_Текст для чтения_
▽
В отчете Городской эвакуационной комиссии сказано, что только за первые три месяца 1942 года было эвакуировано 50 719 воспитанников детских домов [21]. Освободившиеся кровати тотчас заполнялись истощенными малышами, и начинался новый виток спирали спасения детских жизней.
[21] Документы № 142, 154 // Ленинград в осаде.
Светлана Магаева
НА КРАЮ ЖИЗНИ
_______________________________________________
В ГОСПИТАЛЬ, К МАМЕ
февраль 1942
В детском доме-распределителе, где я оказалась, было холодно и тускло. Ослабев от голода, мы почти все время спали, прижавшись
Однажды меня разбудили в необычное время. Надо мной склонился кто-то незнакомый, в ушанке и в ватнике. Это была мамина ученица довоенной поры. Это она со своей подружкой нашла маму на снегу и волоком дотащила до стационара для дистрофиков, где они работали санитарками. Мама так и не очнулась от голодного обморока, но без конца повторяла: «Светлана, Светлана…» Девочки сходили к нам домой, в квартире уже никого не было, кто-то сказал, что меня взяли в детский дом. В то время на Васильевском острове был один детский приемник, и меня удалось разыскать. Так я узнала, что мама жива и лежит в госпитале на 15-й линии, недалеко от набережной.
Позже из воспоминаний Аллы Леонидовны Афанасьевой [22] я узнала, что это был специализированный стационар для лечения больных алиментарной дистрофией, перенесших сотрясение мозга. Алла Леонидовна назвала свои воспоминания «Стационар — это спасение». Он был спасением и для моей мамы. Без медицинской помощи, без глюкозы и обогрева она не смогла бы выжить.
△
_Собранные записи_
▽
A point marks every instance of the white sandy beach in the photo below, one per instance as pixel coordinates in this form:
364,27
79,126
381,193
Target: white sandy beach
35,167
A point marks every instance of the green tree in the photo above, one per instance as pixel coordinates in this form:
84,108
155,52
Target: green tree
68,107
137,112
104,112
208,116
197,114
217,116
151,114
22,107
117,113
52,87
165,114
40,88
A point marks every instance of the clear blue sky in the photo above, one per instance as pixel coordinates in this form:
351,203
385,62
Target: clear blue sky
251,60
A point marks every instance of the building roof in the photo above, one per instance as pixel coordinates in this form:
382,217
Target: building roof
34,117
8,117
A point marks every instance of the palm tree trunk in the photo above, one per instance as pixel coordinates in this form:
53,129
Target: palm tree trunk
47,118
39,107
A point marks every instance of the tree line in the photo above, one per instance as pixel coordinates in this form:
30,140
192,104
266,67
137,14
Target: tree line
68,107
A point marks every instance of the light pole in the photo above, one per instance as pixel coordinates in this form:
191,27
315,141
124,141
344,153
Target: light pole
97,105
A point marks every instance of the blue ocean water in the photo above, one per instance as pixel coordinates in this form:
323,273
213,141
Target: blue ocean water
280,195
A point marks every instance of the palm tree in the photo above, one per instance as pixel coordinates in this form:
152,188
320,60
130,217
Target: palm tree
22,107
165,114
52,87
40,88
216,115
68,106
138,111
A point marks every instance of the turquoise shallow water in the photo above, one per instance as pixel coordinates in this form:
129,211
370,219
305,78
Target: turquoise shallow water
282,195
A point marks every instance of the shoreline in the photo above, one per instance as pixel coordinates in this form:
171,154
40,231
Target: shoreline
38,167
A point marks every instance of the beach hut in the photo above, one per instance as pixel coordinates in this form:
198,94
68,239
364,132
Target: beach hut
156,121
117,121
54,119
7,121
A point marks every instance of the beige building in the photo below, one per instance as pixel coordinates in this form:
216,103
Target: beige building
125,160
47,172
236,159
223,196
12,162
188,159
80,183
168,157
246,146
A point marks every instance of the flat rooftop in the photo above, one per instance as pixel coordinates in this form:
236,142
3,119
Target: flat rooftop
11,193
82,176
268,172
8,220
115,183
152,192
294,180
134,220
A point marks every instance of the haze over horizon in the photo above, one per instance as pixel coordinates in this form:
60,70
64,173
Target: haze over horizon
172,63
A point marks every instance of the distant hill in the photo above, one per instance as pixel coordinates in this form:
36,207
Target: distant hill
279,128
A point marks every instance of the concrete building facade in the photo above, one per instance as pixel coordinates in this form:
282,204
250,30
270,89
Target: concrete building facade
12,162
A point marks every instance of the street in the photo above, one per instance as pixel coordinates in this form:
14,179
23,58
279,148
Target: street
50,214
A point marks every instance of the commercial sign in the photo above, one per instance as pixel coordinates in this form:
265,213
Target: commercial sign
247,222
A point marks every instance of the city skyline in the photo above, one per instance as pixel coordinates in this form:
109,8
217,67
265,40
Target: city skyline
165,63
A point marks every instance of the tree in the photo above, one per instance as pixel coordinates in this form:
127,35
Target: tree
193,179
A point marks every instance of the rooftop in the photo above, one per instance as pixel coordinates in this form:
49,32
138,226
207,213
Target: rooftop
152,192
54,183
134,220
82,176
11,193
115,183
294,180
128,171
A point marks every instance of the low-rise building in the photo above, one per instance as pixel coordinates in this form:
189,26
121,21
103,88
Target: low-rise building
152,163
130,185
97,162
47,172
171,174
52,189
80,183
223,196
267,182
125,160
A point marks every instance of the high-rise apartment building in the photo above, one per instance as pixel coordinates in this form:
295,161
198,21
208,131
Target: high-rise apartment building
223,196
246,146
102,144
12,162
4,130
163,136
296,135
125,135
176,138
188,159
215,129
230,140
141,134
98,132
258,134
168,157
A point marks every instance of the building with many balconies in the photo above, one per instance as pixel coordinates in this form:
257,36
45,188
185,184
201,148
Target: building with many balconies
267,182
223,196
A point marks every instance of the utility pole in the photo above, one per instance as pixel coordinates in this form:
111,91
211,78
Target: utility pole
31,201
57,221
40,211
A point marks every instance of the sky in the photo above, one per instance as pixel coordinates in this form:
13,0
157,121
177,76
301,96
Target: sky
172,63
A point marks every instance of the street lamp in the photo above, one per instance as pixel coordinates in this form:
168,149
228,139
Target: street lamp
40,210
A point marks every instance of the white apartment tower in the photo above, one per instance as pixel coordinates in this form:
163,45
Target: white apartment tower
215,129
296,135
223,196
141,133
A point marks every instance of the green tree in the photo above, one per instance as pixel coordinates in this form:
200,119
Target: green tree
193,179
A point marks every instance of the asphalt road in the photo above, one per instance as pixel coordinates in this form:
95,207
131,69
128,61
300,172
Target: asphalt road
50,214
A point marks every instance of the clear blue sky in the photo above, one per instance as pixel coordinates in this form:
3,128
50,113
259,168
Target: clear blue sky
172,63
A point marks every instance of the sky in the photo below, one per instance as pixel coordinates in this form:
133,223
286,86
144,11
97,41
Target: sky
△
_Задание_
Перепишите текст о блокадном Ленинграде целиком, слово в слово. Записи взяты из другого источника.

_Ответ_
В отчете Городской эвакуационной комиссии сказано, что только за первые три месяца 1942 года было эвакуировано 50 719 воспитанников детских домов [21]. Освободившиеся кровати тотчас заполнялись истощенными малышами, и начинался новый виток спирали спасения детских жизней.
[21] Документы № 142, 154 // Ленинград в осаде.
Светлана Магаева
НА КРАЮ ЖИЗНИ
_______________________________________________
В ГОСПИТАЛЬ, К МАМЕ
февраль 1942
В детском доме-распределителе, где я оказалась, было холодно и тускло. Ослабев от голода, мы почти все время спали, прижавшись
Однажды меня разбудили в необычное время. Надо мной склонился кто-то незнакомый, в ушанке и в ватнике. Это была мамина ученица довоенной поры. Это она со своей подружкой нашла маму на снегу и волоком дотащила до стационара для дистрофиков, где они работали санитарками. Мама так и не очнулась от голодного обморока, но без конца повторяла: «Светлана, Светлана…» Девочки сходили к нам домой, в квартире уже никого не было, кто-то сказал, что меня взяли в детский дом. В то время на Васильевском острове был один детский приемник, и меня удалось разыскать. Так я узнала, что мама жива и лежит в госпитале на 15-й линии, недалеко от набережной.
Позже из воспоминаний Аллы Леонидовны Афанасьевой [22] я узнала, что это был специализированный стационар для лечения больных алиментарной дистрофией, перенесших сотрясение мозга. Алла Леонидовна назвала свои воспоминания «Стационар — это спасение». Он был спасением и для моей мамы. Без медицинской помощи, без глюкозы и обогрева она не смогла бы выжить.